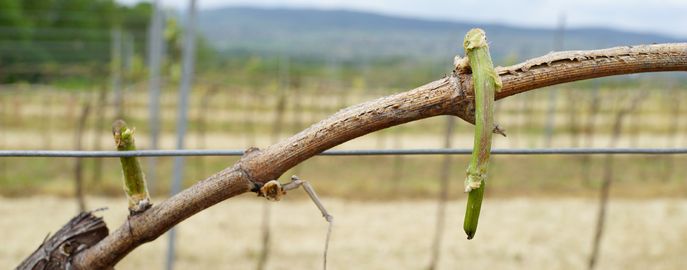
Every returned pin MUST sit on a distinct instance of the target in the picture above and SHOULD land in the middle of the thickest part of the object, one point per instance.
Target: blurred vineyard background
(69, 68)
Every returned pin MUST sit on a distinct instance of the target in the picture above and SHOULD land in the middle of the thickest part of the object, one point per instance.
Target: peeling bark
(446, 96)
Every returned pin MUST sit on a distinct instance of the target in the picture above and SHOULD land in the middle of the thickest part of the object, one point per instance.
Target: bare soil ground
(514, 233)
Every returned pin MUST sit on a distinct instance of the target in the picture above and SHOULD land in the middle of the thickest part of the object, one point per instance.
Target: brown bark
(82, 231)
(446, 96)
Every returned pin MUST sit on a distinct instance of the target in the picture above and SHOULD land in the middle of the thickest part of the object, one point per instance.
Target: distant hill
(348, 34)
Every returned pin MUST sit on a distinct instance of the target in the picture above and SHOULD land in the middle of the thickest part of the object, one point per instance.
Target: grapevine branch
(452, 95)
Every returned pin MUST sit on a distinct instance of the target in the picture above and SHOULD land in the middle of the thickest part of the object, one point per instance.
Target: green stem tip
(486, 82)
(134, 180)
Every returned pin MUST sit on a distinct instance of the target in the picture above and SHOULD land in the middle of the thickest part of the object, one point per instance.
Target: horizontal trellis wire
(359, 152)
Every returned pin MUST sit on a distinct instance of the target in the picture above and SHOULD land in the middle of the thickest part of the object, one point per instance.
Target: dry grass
(515, 233)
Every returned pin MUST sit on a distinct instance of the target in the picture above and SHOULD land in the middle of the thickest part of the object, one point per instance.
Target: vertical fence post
(608, 179)
(78, 167)
(188, 61)
(443, 195)
(553, 93)
(155, 46)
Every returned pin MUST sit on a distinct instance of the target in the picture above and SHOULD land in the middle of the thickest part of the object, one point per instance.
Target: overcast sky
(659, 16)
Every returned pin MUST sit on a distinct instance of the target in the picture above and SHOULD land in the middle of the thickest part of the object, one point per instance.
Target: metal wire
(359, 152)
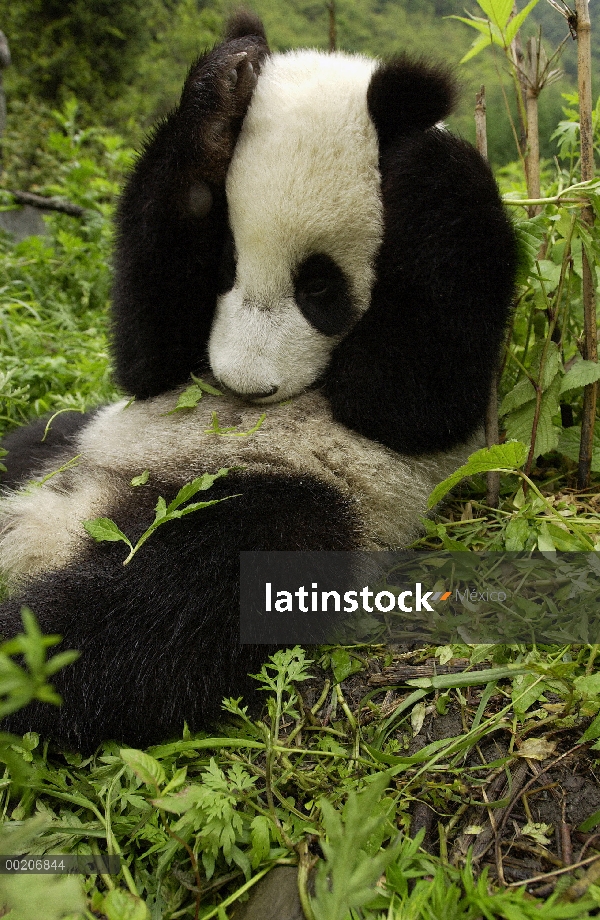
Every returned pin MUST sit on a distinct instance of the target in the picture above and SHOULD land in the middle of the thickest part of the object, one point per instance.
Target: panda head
(349, 243)
(306, 215)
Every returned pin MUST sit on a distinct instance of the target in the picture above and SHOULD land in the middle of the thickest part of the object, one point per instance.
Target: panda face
(303, 194)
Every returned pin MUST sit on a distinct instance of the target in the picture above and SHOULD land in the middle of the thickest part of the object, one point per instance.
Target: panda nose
(259, 395)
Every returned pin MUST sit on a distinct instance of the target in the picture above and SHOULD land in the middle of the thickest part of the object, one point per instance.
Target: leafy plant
(105, 530)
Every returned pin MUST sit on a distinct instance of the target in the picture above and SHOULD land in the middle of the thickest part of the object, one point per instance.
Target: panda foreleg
(38, 444)
(172, 224)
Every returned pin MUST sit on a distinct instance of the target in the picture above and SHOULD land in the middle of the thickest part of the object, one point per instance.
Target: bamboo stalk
(492, 431)
(590, 342)
(332, 26)
(533, 137)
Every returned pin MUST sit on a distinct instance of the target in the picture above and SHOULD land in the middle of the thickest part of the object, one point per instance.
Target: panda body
(299, 233)
(299, 440)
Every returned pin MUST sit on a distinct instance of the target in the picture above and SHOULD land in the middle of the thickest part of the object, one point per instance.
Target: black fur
(445, 280)
(323, 295)
(407, 95)
(159, 638)
(169, 246)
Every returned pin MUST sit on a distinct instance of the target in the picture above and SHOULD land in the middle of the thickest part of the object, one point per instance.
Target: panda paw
(215, 100)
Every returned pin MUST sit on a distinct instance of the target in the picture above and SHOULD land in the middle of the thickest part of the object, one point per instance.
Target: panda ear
(406, 95)
(243, 23)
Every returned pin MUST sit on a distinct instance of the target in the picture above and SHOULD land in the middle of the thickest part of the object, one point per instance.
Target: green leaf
(530, 236)
(503, 457)
(515, 24)
(580, 375)
(519, 424)
(261, 838)
(498, 11)
(568, 444)
(476, 22)
(343, 664)
(594, 820)
(516, 534)
(161, 509)
(105, 530)
(144, 766)
(523, 392)
(121, 905)
(588, 685)
(189, 399)
(206, 387)
(200, 484)
(545, 542)
(478, 45)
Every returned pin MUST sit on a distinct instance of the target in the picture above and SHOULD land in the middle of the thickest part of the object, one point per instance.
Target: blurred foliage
(126, 62)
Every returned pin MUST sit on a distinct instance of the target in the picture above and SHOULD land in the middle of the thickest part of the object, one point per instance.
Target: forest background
(125, 62)
(87, 80)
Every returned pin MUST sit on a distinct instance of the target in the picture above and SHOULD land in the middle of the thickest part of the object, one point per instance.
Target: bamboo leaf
(105, 530)
(503, 457)
(144, 766)
(478, 45)
(515, 24)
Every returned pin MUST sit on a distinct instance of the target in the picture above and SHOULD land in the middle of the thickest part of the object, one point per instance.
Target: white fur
(304, 179)
(40, 528)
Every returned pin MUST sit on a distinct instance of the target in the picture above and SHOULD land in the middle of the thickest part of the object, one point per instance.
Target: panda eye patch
(322, 293)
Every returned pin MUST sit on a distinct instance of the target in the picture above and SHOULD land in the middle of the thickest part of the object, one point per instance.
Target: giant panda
(302, 234)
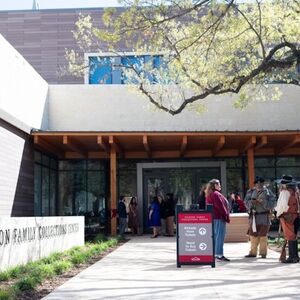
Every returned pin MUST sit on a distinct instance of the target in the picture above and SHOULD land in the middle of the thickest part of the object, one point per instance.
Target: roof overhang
(68, 145)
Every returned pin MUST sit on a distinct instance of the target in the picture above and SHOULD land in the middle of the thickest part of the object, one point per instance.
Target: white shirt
(282, 203)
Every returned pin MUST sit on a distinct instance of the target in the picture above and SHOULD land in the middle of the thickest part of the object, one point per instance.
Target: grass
(27, 277)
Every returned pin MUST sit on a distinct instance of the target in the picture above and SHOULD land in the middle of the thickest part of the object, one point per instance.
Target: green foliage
(52, 258)
(61, 266)
(78, 258)
(100, 238)
(27, 283)
(15, 272)
(4, 295)
(4, 276)
(32, 274)
(215, 48)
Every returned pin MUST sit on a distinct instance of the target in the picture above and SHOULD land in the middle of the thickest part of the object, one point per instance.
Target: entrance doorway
(183, 180)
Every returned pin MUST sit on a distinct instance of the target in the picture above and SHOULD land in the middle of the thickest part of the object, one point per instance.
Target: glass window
(264, 162)
(181, 186)
(52, 193)
(94, 165)
(46, 160)
(288, 161)
(108, 70)
(127, 182)
(233, 162)
(269, 174)
(37, 189)
(37, 157)
(100, 70)
(45, 192)
(294, 171)
(45, 174)
(235, 181)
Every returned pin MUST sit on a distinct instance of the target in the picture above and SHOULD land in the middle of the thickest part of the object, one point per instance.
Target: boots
(292, 253)
(296, 251)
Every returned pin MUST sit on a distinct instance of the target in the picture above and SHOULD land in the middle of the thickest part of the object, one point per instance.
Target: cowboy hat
(258, 179)
(287, 179)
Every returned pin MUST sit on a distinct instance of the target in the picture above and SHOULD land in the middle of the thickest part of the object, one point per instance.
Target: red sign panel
(194, 218)
(196, 258)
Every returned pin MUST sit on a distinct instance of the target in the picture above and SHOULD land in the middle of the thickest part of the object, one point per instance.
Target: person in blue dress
(154, 217)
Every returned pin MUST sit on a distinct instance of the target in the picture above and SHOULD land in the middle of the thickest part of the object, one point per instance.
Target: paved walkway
(145, 268)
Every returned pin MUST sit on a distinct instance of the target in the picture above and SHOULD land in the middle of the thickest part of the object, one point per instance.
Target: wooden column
(113, 190)
(250, 158)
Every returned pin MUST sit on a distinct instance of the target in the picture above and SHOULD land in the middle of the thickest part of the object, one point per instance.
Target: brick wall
(16, 172)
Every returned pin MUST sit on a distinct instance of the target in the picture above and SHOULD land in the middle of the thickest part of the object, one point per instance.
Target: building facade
(84, 145)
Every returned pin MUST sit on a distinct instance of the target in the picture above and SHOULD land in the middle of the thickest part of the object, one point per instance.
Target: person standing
(259, 202)
(122, 215)
(133, 217)
(201, 198)
(170, 214)
(221, 216)
(288, 209)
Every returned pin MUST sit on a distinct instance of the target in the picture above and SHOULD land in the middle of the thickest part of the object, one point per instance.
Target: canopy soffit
(166, 144)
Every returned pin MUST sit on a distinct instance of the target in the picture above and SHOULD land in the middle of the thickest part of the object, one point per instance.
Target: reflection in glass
(45, 191)
(181, 185)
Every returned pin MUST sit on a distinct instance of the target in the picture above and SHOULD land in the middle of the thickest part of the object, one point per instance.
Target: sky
(48, 4)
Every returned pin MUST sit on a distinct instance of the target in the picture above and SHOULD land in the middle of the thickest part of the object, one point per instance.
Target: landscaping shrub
(78, 258)
(4, 295)
(61, 266)
(27, 283)
(100, 238)
(4, 276)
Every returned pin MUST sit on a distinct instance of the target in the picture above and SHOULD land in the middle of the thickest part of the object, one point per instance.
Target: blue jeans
(122, 225)
(219, 231)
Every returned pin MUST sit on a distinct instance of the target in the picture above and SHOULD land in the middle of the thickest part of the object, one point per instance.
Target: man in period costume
(288, 209)
(259, 201)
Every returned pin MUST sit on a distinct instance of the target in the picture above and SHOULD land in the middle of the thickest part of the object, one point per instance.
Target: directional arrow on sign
(202, 246)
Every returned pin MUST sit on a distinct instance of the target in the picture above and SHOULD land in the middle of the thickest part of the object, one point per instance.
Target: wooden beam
(262, 143)
(46, 146)
(220, 144)
(113, 191)
(113, 142)
(102, 143)
(293, 142)
(74, 146)
(251, 171)
(146, 145)
(183, 145)
(250, 144)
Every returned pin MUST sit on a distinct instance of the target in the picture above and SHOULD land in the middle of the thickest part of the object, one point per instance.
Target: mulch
(51, 284)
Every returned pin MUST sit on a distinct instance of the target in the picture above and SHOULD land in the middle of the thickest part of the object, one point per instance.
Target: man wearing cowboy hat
(288, 209)
(259, 201)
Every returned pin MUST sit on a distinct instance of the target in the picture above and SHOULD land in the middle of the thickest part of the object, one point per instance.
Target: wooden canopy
(166, 144)
(110, 145)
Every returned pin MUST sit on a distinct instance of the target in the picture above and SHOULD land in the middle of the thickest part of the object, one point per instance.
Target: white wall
(116, 108)
(29, 239)
(23, 92)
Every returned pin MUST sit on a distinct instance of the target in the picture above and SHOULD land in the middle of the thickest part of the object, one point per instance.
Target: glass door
(155, 184)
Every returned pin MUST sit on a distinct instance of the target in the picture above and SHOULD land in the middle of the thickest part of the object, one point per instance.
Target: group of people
(260, 203)
(161, 215)
(133, 216)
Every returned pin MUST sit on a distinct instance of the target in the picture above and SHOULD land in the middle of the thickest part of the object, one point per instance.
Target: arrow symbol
(202, 246)
(202, 231)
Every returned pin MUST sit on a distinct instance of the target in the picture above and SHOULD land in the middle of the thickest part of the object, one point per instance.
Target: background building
(72, 149)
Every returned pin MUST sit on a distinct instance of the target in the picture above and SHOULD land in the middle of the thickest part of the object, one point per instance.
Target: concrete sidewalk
(145, 268)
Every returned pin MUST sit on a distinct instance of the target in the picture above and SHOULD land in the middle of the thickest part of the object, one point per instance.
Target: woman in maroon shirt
(221, 216)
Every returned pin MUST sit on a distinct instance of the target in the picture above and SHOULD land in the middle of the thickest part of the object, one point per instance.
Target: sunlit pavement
(145, 268)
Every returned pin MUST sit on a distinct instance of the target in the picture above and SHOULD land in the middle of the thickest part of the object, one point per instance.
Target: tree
(208, 47)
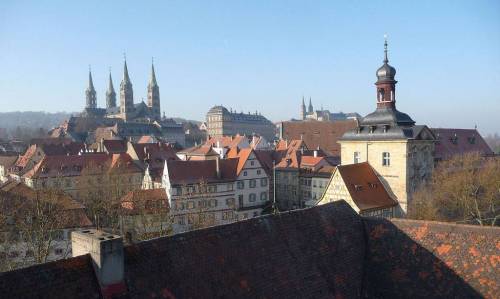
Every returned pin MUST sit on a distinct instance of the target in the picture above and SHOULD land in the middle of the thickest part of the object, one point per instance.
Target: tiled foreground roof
(322, 252)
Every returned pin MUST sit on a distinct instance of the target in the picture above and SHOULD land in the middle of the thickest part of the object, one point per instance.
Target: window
(386, 159)
(213, 203)
(230, 202)
(357, 157)
(263, 182)
(240, 184)
(252, 197)
(263, 196)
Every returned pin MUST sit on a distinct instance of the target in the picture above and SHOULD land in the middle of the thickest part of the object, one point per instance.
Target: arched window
(380, 94)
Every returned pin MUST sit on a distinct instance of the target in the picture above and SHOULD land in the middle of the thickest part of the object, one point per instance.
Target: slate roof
(322, 252)
(451, 142)
(324, 134)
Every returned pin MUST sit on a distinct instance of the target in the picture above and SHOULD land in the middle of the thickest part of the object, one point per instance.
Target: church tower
(400, 152)
(154, 95)
(110, 94)
(303, 110)
(90, 94)
(386, 85)
(126, 95)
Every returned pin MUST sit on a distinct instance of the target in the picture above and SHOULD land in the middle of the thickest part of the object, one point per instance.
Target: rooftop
(322, 252)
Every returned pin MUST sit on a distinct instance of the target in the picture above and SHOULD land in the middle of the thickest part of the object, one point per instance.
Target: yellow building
(400, 152)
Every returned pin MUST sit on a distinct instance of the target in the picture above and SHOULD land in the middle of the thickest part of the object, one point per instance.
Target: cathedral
(128, 110)
(131, 121)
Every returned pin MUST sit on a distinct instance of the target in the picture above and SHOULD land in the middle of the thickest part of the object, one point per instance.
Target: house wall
(407, 159)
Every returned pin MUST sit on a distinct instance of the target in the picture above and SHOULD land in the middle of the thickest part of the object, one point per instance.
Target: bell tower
(154, 95)
(90, 94)
(126, 95)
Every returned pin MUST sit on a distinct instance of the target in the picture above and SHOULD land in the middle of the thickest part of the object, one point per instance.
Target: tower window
(357, 157)
(386, 159)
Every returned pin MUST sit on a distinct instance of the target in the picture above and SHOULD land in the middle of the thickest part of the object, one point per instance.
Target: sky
(257, 56)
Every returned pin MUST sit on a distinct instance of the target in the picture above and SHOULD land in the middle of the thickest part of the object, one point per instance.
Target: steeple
———
§ **What to work on**
Find every row above that contains the string "wall" and copy each one in full. Case counts.

§ **Task response**
Target: brick wall
Target: white wall
Target: house wall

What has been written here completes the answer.